Ketentuan Tugas:
**A.** Salinlah secara persis bagian kutipan dokumen tentang persidangan pidana anak mulai dari "Persidangan terhadap terdakwa (dewasa) bisa" hingga "lima belas hari.", termasuk kata-kata penutup tersebut.
**B.** Berdasarkan kutipan dokumen tentang persidangan pidana anak, jawablah pertanyaan berikut.
(i) Berapa batas waktu maksimal yang ditentukan untuk persidangan ABH?
(ii) Terdiri dari siapa saja majelis hakim pada persidangan terdakwa dewasa?
(iii) Filosofi apa yang menjadi landasan kerangka kerja persidangan terdakwa dewasa?

Kutipan Dokumen:

===

Namun, realitasnya tidak benar-benar sebangun dengan asumsi di atas. Itu tampak, antara lain, pada jumlah hakim dan masa persidangan perkara pidana anak.
Persidangan terhadap terdakwa (dewasa) bisa berlangsung berbulan-bulan. Kontras, ketika yang disidang adalah ABH, ditentukan batas waktu maksimal lima belas hari.
Demikian pula terkait jumlah hakim. Pada persidangan terdakwa (dewasa), hakim berformat majelis (panel) yang terdiri dari satu hakim ketua dan dua hakim anggota. Sedangkan pada persidangan ABH, diberlakukan hakim tunggal.
Cukupkah waktu?
Secara umum, jika disederhanakan, persidangan terhadap terdakwa (dewasa) diselenggarakan dengan asumsi bahwa perbuatan pidana merupakan sepenuhnya produk dari si pelaku. Pertanggungjawaban ditagih ke pelaku bersangkutan.
Persidangan diadakan untuk menentukan hukuman setimpal yang akan dijatuhkan semata-mata kepada terdakwa sekiranya ia divonis bersalah.
Kerangka kerja sedemikian rupa berlandaskan pada filosofi retributive. Filosofi ini dimajaskan sebagai “mata balas mata”, “sakit balas sakit”, bahkan “nyawa balas nyawa”.

===

Bahan yang Disediakan:
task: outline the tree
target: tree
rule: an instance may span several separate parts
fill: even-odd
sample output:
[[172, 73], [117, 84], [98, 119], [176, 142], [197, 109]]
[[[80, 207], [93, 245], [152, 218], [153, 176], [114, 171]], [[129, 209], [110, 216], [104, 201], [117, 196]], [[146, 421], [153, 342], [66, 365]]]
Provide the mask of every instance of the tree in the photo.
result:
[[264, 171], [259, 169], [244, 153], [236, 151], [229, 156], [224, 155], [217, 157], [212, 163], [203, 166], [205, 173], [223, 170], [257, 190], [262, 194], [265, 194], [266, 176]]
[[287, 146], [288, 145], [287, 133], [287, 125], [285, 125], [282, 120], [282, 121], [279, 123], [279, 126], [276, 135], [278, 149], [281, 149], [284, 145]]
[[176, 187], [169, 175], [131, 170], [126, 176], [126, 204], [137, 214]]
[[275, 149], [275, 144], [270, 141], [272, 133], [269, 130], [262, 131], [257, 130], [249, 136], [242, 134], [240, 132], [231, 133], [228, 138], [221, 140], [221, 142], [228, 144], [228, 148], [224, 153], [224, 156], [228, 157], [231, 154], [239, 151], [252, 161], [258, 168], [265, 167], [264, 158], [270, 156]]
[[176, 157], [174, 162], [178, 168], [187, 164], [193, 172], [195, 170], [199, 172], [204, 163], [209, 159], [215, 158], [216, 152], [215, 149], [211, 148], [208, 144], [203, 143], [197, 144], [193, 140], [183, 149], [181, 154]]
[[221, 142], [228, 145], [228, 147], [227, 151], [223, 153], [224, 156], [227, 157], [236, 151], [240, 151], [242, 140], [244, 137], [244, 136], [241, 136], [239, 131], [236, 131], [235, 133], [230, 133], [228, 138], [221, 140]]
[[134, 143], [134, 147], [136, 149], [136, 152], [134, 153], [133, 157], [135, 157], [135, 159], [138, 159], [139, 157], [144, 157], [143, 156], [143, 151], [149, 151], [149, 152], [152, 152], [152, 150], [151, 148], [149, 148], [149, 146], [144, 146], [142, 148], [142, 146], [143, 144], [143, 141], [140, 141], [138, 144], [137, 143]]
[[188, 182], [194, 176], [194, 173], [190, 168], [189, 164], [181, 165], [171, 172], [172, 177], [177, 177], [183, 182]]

===

Jawaban Soal:
**A.**
Persidangan terhadap terdakwa (dewasa) bisa berlangsung berbulan-bulan. Kontras, ketika yang disidang adalah ABH, ditentukan batas waktu maksimal lima belas hari.

**B.**
(i) Lima belas hari.
(ii) Satu hakim ketua dan dua hakim anggota.
(iii) Filosofi retributive.